:: What to do ::
Would you restate all the data that follows, word for word?

:: The input ::

►

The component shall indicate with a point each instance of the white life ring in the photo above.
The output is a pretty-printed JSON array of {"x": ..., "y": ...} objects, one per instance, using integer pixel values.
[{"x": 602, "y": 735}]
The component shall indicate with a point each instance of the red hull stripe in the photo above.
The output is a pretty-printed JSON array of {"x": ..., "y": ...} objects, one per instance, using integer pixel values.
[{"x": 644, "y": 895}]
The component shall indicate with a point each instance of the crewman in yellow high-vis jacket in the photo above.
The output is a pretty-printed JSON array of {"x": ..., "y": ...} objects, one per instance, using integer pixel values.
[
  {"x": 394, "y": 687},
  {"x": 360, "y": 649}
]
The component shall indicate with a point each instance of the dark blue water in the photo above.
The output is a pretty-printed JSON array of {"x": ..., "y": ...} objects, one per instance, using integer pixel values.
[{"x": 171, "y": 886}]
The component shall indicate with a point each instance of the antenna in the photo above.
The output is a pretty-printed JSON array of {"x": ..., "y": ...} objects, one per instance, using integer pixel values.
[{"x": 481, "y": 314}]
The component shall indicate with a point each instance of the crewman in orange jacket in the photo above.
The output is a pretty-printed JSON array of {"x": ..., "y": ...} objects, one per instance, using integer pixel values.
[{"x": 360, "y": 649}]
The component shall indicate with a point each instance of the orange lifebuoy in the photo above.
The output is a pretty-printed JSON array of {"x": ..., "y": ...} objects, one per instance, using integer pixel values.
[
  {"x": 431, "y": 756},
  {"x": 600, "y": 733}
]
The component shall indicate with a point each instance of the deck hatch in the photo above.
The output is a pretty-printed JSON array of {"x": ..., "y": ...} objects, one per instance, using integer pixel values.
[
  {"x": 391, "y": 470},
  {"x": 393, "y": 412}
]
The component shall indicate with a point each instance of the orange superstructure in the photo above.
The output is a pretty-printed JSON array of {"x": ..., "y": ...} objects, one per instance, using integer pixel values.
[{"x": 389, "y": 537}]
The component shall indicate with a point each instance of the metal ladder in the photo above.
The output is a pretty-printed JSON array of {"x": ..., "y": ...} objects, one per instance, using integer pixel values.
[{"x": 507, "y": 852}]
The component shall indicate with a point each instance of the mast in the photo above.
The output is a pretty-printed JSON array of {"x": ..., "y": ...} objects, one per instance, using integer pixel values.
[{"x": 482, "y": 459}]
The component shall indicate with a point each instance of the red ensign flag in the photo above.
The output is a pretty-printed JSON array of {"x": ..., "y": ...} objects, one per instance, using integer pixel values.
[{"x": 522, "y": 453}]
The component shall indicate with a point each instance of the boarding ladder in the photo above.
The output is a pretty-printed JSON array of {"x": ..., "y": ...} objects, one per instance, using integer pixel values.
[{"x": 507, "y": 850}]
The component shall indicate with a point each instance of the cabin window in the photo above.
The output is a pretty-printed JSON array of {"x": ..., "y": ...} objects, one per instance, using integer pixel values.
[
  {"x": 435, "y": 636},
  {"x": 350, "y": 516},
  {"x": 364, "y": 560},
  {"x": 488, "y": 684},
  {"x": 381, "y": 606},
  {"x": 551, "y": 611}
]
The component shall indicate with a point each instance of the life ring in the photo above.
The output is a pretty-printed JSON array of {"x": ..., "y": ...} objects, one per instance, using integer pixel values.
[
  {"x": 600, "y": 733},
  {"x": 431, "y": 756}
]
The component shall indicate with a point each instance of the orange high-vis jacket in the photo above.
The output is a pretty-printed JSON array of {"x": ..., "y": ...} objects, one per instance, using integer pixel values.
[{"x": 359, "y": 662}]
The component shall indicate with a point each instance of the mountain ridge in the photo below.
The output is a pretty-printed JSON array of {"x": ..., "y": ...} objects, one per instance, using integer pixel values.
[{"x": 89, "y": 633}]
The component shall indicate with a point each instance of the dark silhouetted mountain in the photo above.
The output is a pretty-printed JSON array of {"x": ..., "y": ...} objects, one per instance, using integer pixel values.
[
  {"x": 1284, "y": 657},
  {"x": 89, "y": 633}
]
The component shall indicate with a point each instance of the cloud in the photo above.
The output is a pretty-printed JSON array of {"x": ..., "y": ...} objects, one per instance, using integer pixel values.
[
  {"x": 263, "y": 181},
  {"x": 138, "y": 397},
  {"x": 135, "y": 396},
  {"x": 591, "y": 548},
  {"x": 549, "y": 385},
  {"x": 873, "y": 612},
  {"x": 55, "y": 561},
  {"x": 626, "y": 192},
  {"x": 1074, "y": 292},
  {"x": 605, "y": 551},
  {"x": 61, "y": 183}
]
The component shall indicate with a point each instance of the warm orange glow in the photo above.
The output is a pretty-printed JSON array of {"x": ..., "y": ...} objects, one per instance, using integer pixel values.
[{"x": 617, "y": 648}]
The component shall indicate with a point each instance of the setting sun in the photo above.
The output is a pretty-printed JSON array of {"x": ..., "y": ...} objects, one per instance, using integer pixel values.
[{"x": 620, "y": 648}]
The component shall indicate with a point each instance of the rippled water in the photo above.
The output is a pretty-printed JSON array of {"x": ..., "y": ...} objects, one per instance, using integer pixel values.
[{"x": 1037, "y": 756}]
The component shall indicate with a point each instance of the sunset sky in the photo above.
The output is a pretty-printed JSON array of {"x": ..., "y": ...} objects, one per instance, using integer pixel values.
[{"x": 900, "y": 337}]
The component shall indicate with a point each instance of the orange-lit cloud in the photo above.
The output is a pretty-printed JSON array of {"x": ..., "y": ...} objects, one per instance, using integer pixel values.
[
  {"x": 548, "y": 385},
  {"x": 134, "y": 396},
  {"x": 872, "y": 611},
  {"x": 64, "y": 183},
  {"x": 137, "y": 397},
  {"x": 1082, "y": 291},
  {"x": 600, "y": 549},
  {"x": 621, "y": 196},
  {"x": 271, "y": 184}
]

◄

:: Complete response ::
The component shall indicate with a point each instance of the white life ring in the photo above.
The output is a pretty-printed JSON array of {"x": ..., "y": ...} objects, one per instance, using integer pixel values.
[{"x": 602, "y": 735}]
The component shall indicate with a point each instance of the red hull stripe in the photo above.
The output is a pretty-printed JSON array of {"x": ..., "y": ...} objects, one per instance, using integer pixel values.
[{"x": 644, "y": 895}]
The component shall indicate with a point each instance of the crewman in yellow high-vis jacket in the photo above.
The output is a pretty-printed JSON array of {"x": ..., "y": ...} objects, one per instance, using integer pixel values.
[
  {"x": 394, "y": 687},
  {"x": 360, "y": 649}
]
The component shall indicate with a point each instance of the dark blue water in the photo above.
The output is a pretty-printed JSON array of {"x": ..., "y": ...} objects, one per instance, using integer pixel values.
[{"x": 171, "y": 886}]
The component shall indicate with a point each instance of the antenna in the photo above.
The output is a pretty-printed JSON array of {"x": ..., "y": ...} objects, one per instance, using integer pixel values.
[{"x": 481, "y": 314}]
The component shall indicate with a point each instance of the crewman in orange jacket in the photo above.
The output is a pretty-printed JSON array of {"x": ..., "y": ...} objects, one per instance, using integer pixel values.
[{"x": 360, "y": 649}]
The component shall indicate with a point each instance of the orange lifebuoy in the photo above.
The output is a pretty-printed JSON array of {"x": ..., "y": ...} objects, one per instance, using integer pixel values.
[
  {"x": 431, "y": 756},
  {"x": 600, "y": 733}
]
The component shall indicate with a point each instance of the deck hatch in the photo above.
The output is a pretty-printed JSON array of {"x": ..., "y": ...} objects, one per instance, using integer pixel values.
[
  {"x": 391, "y": 470},
  {"x": 393, "y": 412}
]
The component shall indicate with a point each instance of the orange superstructure in the photo above.
The output is a pretty-printed JSON array of {"x": ..., "y": ...} objects, one per instance, using integer pixel values.
[{"x": 389, "y": 537}]
The component shall indicate with a point each instance of the metal ladder in the photo above.
The output is a pretty-printed JSON array of {"x": ..., "y": ...} objects, one per instance, using integer pixel values.
[{"x": 507, "y": 852}]
The component shall indicate with a point each instance of the mast in the photo above.
The output is a pretty-printed JSON array of {"x": ..., "y": ...} objects, one per instance, using integer pixel values.
[{"x": 482, "y": 459}]
The component shall indicate with a point each instance of the red ensign flag in the photo above.
The output is a pretty-printed JSON array of {"x": ..., "y": ...} objects, one per instance, using integer pixel values.
[{"x": 522, "y": 453}]
The component shall indicate with a point each instance of the boarding ladder in the photo above.
The output is a pretty-printed JSON array of {"x": ..., "y": ...} objects, one per instance, using integer pixel values.
[{"x": 507, "y": 850}]
The component shall indicate with a point each instance of the cabin window in the photo above.
The output is a pretty-printed JSON array of {"x": ..., "y": ...} objects, one per instance, using integer pixel values.
[
  {"x": 435, "y": 636},
  {"x": 350, "y": 516},
  {"x": 364, "y": 560},
  {"x": 488, "y": 684},
  {"x": 381, "y": 606},
  {"x": 551, "y": 611}
]
The component shall indicate with a point each instance of the life ring in the photo above.
The output is a pretty-printed JSON array of {"x": ..., "y": ...} objects, one per instance, using integer pixel values.
[
  {"x": 600, "y": 733},
  {"x": 431, "y": 756}
]
The component shall indicate with a point each instance of the orange high-vis jacket in the photo above.
The output is a pretty-printed JSON array of {"x": ..., "y": ...} objects, one per instance, using integer pixel values.
[{"x": 359, "y": 662}]
The component shall indicate with a point each instance of the mountain ridge in the photo below.
The output is a pretty-printed JSON array of {"x": ..., "y": ...} objects, one per instance, using integer pixel values.
[{"x": 89, "y": 633}]
The component shall indicate with a point each instance of the dark silhouetted mountain in the photo above.
The output is a pretty-printed JSON array of {"x": ..., "y": ...} objects, one per instance, using integer pixel values.
[
  {"x": 1284, "y": 657},
  {"x": 89, "y": 633}
]
The component shall indicate with a point each instance of the cloud in the photo above.
The output is a pretty-printed JSON array of {"x": ..., "y": ...} objects, one per instance, using integer pixel values.
[
  {"x": 263, "y": 181},
  {"x": 138, "y": 397},
  {"x": 135, "y": 396},
  {"x": 591, "y": 548},
  {"x": 549, "y": 385},
  {"x": 873, "y": 612},
  {"x": 55, "y": 561},
  {"x": 626, "y": 192},
  {"x": 1074, "y": 292},
  {"x": 605, "y": 551},
  {"x": 61, "y": 183}
]
The component shall indicate with a point each instance of the warm orange glow in the photo above.
The output is a pretty-printed JSON array of {"x": ..., "y": ...} objects, one per instance, using integer pixel values.
[{"x": 617, "y": 648}]
The component shall indicate with a point each instance of the setting sun in the photo above.
The output is a pretty-printed JSON array of {"x": ..., "y": ...} objects, one per instance, using integer pixel values.
[{"x": 620, "y": 648}]
The component shall indicate with a point each instance of the rippled water in the photo above.
The output is a pretty-printed JSON array of {"x": ..., "y": ...} objects, one per instance, using integer pixel values.
[{"x": 1037, "y": 756}]
The component shall indicate with a point each instance of the sunset sky in the photo above.
The output is a pretty-printed JSON array of {"x": ..., "y": ...} objects, one per instance, using integer pixel values.
[{"x": 900, "y": 337}]
The component shall indicate with a point each instance of the orange-lit cloud in the photo above.
The output is a pretty-printed JSON array of {"x": ..., "y": ...} objects, one per instance, using integer pixel values.
[
  {"x": 548, "y": 385},
  {"x": 134, "y": 396},
  {"x": 872, "y": 611},
  {"x": 64, "y": 183},
  {"x": 137, "y": 397},
  {"x": 1082, "y": 291},
  {"x": 600, "y": 549},
  {"x": 621, "y": 196},
  {"x": 271, "y": 184}
]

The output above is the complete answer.